Task to complete: Rewrite the data below as a two-column CSV with the headers "text" and "answer". Start at the line containing "of the metal" and end after the line containing "point(64, 80)". Give one row per data item, put each field in double quotes, and join any line breaks within a field with spaces.

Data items
******
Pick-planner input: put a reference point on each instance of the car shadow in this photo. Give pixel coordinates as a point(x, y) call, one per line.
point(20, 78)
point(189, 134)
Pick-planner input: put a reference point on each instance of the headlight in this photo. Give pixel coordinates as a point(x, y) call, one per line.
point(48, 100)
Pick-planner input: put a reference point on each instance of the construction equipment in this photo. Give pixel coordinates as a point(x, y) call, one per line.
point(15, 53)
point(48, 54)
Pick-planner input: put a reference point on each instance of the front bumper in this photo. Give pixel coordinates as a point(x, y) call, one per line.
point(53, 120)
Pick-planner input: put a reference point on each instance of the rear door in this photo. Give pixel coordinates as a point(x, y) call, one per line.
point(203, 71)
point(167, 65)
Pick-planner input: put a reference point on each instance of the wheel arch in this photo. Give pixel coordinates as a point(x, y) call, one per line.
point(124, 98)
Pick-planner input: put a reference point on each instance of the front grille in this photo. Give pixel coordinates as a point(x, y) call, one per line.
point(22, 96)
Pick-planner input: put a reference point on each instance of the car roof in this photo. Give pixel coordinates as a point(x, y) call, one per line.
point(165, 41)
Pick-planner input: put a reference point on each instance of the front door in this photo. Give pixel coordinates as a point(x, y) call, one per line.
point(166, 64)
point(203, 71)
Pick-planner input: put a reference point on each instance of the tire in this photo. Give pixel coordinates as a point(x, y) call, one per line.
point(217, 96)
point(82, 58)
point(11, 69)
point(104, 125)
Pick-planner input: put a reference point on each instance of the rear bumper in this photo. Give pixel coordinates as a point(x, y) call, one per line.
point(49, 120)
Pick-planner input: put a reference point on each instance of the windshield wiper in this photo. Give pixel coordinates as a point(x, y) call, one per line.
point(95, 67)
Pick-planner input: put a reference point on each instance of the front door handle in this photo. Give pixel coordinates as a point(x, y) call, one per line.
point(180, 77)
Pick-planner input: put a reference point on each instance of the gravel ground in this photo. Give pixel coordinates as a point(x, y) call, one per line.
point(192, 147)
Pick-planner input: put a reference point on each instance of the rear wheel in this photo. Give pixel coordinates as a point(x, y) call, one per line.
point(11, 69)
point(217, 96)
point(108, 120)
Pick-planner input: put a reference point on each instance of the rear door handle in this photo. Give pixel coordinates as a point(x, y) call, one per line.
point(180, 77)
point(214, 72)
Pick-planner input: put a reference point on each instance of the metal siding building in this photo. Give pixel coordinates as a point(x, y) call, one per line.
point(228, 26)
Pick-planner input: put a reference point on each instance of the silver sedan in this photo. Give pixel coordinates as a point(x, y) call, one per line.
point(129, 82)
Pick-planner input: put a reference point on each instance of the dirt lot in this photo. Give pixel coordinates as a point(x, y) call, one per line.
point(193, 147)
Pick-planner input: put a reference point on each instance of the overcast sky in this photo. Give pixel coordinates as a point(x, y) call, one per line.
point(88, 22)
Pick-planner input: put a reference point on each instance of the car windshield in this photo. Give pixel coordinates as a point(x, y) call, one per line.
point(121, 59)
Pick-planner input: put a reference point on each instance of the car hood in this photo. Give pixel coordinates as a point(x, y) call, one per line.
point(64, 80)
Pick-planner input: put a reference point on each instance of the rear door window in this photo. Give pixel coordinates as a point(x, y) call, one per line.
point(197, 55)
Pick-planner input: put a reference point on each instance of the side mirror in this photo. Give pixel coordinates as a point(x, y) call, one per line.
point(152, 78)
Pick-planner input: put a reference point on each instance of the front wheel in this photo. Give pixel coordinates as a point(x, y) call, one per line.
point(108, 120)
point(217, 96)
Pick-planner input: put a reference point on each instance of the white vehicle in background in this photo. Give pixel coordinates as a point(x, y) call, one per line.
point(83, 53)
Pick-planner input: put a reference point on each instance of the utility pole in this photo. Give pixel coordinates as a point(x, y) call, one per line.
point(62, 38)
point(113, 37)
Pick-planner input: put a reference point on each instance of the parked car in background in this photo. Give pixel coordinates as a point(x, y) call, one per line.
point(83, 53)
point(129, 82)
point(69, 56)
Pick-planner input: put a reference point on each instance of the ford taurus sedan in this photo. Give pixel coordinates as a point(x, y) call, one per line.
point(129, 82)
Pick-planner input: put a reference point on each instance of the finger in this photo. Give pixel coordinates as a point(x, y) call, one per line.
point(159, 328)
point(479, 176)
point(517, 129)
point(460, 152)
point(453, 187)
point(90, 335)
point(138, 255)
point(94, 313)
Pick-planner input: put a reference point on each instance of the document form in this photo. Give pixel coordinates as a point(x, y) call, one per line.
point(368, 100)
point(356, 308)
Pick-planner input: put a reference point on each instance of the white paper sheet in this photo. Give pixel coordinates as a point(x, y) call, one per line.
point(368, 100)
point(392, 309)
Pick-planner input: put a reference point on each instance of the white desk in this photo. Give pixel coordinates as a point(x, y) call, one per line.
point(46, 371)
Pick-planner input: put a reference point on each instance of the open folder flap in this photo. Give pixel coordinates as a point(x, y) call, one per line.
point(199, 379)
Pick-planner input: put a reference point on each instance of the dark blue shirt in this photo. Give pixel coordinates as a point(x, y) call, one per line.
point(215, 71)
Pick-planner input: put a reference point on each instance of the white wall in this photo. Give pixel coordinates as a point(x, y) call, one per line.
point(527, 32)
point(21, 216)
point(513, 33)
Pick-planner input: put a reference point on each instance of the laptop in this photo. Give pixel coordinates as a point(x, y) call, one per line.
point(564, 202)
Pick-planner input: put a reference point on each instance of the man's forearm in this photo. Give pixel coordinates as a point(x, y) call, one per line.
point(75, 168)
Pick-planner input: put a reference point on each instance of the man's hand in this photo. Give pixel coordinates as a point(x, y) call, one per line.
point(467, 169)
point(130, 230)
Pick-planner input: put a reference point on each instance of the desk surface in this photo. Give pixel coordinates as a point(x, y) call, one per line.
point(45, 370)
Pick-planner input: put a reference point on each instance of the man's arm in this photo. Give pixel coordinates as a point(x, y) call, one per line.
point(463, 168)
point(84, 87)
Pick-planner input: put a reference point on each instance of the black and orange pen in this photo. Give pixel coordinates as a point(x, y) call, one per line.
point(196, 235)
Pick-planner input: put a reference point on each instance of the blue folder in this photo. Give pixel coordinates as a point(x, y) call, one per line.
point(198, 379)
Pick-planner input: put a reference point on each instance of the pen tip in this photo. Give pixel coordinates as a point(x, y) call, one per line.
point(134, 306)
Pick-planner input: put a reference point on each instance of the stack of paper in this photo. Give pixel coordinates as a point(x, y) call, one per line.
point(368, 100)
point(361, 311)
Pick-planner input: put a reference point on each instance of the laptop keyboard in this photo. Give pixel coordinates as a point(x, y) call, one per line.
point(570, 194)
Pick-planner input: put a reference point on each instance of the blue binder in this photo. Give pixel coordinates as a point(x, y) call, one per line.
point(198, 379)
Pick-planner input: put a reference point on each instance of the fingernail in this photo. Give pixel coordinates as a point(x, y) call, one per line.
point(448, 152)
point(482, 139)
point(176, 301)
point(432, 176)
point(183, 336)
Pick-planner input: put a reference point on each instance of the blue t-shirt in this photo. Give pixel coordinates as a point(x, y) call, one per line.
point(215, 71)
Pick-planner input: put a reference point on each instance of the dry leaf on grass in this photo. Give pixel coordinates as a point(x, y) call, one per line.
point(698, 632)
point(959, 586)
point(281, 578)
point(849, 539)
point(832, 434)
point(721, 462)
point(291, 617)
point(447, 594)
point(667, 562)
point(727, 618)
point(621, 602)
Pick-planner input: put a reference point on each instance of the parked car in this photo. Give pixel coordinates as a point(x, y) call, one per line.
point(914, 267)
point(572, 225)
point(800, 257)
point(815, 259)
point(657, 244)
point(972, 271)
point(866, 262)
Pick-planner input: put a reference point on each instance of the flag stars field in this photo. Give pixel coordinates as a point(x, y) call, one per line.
******
Solution below:
text,answer
"Pick-planner input: put a reference point on each instance of the metal siding building in this photo. Give pixel coordinates as a point(x, y) call, one per line.","point(228, 26)"
"Pick-planner input: put a reference point on each instance of the silver sedan in this photo. Give pixel coordinates as a point(x, y) call, one per line.","point(129, 82)"
"Pick-planner input: put a reference point on each instance of the dirt lot in this photo. Give pixel coordinates as a point(x, y) call, one per line.","point(193, 147)"
"Pick-planner input: put a reference point on each instance of the overcast sky in this photo. Give pixel coordinates as a point(x, y) call, one per line.","point(88, 22)"
"Pick-planner input: put a reference point on each instance of the car windshield in this photo. Give pixel coordinates as a point(x, y) call, one per line.","point(121, 59)"
"Pick-planner input: put a reference point on each instance of the car hood in this photo. Give pixel coordinates as a point(x, y) call, one per line.","point(64, 80)"